*** RECORDS FOR THIS TASK

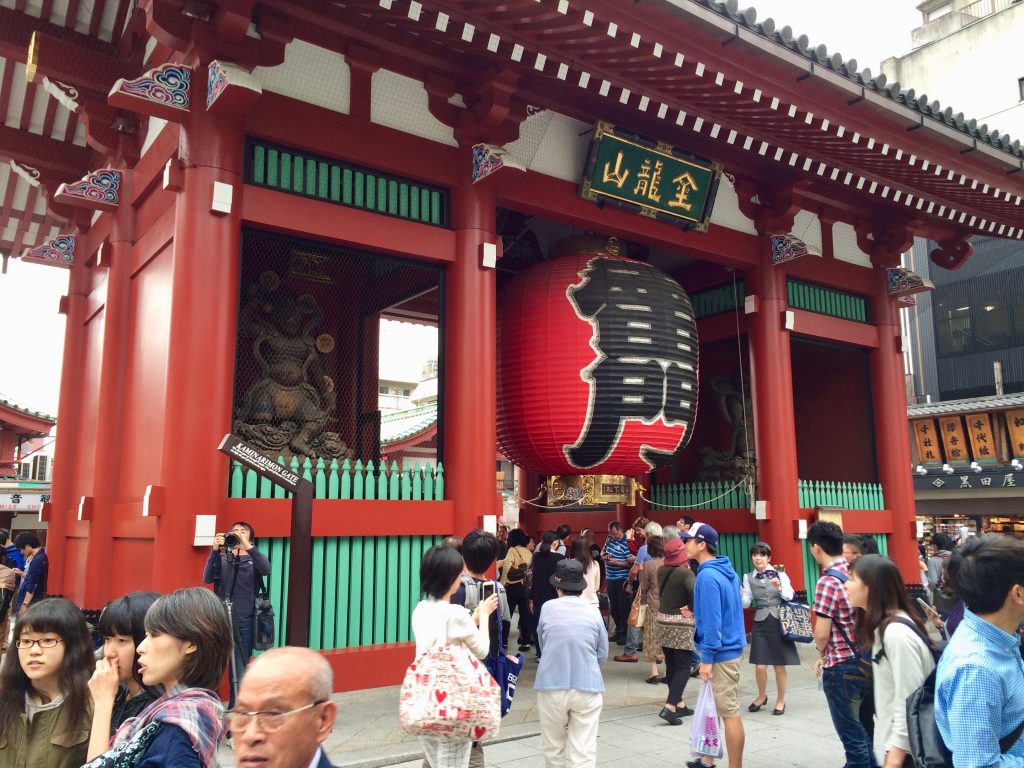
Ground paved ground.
[221,644,844,768]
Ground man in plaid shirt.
[807,522,876,768]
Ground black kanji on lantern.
[563,257,697,468]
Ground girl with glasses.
[81,587,231,768]
[0,598,93,768]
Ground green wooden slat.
[351,459,366,499]
[334,537,352,648]
[331,165,341,203]
[382,537,397,643]
[253,144,266,184]
[266,150,281,186]
[374,536,393,645]
[321,536,345,648]
[313,457,328,499]
[387,461,402,501]
[281,152,292,189]
[395,536,411,643]
[309,539,327,650]
[341,168,355,206]
[341,459,352,499]
[346,537,362,647]
[377,461,388,499]
[359,537,377,645]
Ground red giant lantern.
[498,238,697,475]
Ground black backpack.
[896,618,1024,768]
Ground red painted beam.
[0,126,92,181]
[0,8,114,63]
[791,309,879,349]
[498,171,757,268]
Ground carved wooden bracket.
[930,234,974,270]
[106,63,193,123]
[53,168,121,211]
[206,60,263,115]
[22,234,78,269]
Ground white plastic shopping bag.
[690,682,725,758]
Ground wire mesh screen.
[233,229,442,473]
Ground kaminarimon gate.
[0,0,1024,689]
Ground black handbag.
[253,566,276,650]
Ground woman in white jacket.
[413,545,498,768]
[846,555,935,768]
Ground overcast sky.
[0,0,921,421]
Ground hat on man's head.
[665,539,686,565]
[551,560,587,592]
[679,522,718,552]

******

Reproduce each entry precisely, dropping only the pictures.

__SOLUTION TO THIS PROBLEM__.
Ground paved ground.
[221,644,844,768]
Ground man in plaid shirt.
[807,522,876,768]
Ground black kanji on lantern.
[563,257,697,468]
Ground girl with glasses.
[81,587,231,768]
[0,598,93,768]
Ground green wooden slat.
[351,459,366,499]
[334,537,352,648]
[331,165,341,203]
[382,537,397,643]
[253,144,266,184]
[266,150,281,186]
[374,536,393,645]
[321,536,345,648]
[313,457,328,499]
[387,461,402,501]
[281,152,292,189]
[395,536,411,643]
[309,539,327,650]
[341,168,355,206]
[341,459,352,499]
[346,537,362,647]
[377,461,388,499]
[359,537,377,645]
Ground red giant lantern.
[498,238,697,475]
Ground black backpack.
[896,618,1024,768]
Ground red painted beam.
[0,126,92,181]
[0,8,114,63]
[791,309,879,349]
[498,171,757,268]
Ground carved wooden bracket.
[930,234,974,270]
[106,63,193,123]
[53,168,121,211]
[206,60,263,115]
[22,234,78,269]
Ground white plastic shopping bag.
[690,682,725,758]
Ground wire mesh screen.
[233,229,442,473]
Ground kaminarimon gate.
[0,0,1024,689]
Ground black handbag.
[253,566,276,650]
Ground woman in white jacket.
[413,545,498,768]
[846,555,935,768]
Ground overcast sky.
[0,0,921,421]
Ground hat on man's head.
[665,539,686,565]
[551,560,587,592]
[679,522,718,552]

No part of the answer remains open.